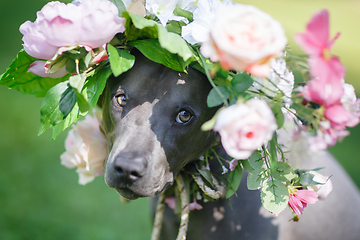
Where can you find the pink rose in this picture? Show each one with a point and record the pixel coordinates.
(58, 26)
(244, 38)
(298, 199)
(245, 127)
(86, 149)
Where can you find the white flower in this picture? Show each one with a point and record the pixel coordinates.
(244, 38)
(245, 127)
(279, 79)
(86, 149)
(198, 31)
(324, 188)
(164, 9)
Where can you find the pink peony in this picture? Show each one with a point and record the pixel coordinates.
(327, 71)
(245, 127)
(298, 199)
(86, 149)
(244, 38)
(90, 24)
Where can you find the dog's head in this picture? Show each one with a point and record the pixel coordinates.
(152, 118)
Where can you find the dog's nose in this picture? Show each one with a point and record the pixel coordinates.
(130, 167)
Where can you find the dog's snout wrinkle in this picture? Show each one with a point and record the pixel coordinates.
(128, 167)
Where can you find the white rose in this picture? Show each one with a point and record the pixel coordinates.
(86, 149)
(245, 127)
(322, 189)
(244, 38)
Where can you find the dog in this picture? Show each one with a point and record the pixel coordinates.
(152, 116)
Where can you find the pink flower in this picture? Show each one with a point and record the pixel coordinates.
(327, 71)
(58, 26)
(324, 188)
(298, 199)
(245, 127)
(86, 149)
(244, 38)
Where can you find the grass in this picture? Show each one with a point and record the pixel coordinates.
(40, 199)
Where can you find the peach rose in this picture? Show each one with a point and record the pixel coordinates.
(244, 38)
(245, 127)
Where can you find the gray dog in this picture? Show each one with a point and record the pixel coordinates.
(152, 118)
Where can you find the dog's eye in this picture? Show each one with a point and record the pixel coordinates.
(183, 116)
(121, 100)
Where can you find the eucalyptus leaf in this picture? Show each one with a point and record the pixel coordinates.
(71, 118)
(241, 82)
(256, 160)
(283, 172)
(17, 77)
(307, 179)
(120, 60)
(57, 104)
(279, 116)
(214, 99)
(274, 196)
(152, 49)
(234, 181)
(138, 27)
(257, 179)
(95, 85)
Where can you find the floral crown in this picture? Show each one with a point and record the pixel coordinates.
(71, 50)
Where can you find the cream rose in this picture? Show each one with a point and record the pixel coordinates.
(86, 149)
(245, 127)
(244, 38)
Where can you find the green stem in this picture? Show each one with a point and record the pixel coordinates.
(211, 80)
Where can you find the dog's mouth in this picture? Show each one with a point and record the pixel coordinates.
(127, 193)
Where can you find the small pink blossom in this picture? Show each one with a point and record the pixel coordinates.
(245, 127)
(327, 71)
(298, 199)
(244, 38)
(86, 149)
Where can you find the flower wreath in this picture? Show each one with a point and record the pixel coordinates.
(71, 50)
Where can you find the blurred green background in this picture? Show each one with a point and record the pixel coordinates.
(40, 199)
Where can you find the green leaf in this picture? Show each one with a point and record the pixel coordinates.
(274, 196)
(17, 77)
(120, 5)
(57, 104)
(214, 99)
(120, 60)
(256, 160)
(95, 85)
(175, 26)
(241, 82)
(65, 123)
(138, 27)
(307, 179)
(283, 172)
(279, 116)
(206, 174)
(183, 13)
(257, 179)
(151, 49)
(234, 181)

+++++

### TASK REQUIREMENTS
Extract every line from the one containing "Where can you find the green stem" through the last line of the data, inclusive, exactly as written.

### RESPONSE FOR THIS EXERCISE
Where can you find the green stem in this picture? Show each one with a point and record the pixel coordinates.
(211, 80)
Where can you find the dog's mouth in this picture? Show each one with a point and record the pixel coordinates.
(127, 193)
Where can you find the small pink blossom in this picture? Show each one with a point and record the pixel coordinates.
(245, 127)
(327, 71)
(298, 199)
(244, 38)
(86, 149)
Where can you find the flower wreath in this picture? Show each one with a point and record the pixel coordinates.
(71, 50)
Where can you find the blurred green background in this picture? Show each one with a point and record the pixel coordinates.
(40, 199)
Where can you find the green leaf in this picture? Show each one with a point and record the pixel coordinates.
(274, 196)
(17, 77)
(120, 5)
(57, 104)
(214, 99)
(120, 60)
(256, 160)
(95, 85)
(175, 26)
(241, 82)
(65, 123)
(138, 27)
(307, 179)
(283, 172)
(279, 116)
(206, 174)
(183, 13)
(257, 179)
(151, 49)
(234, 181)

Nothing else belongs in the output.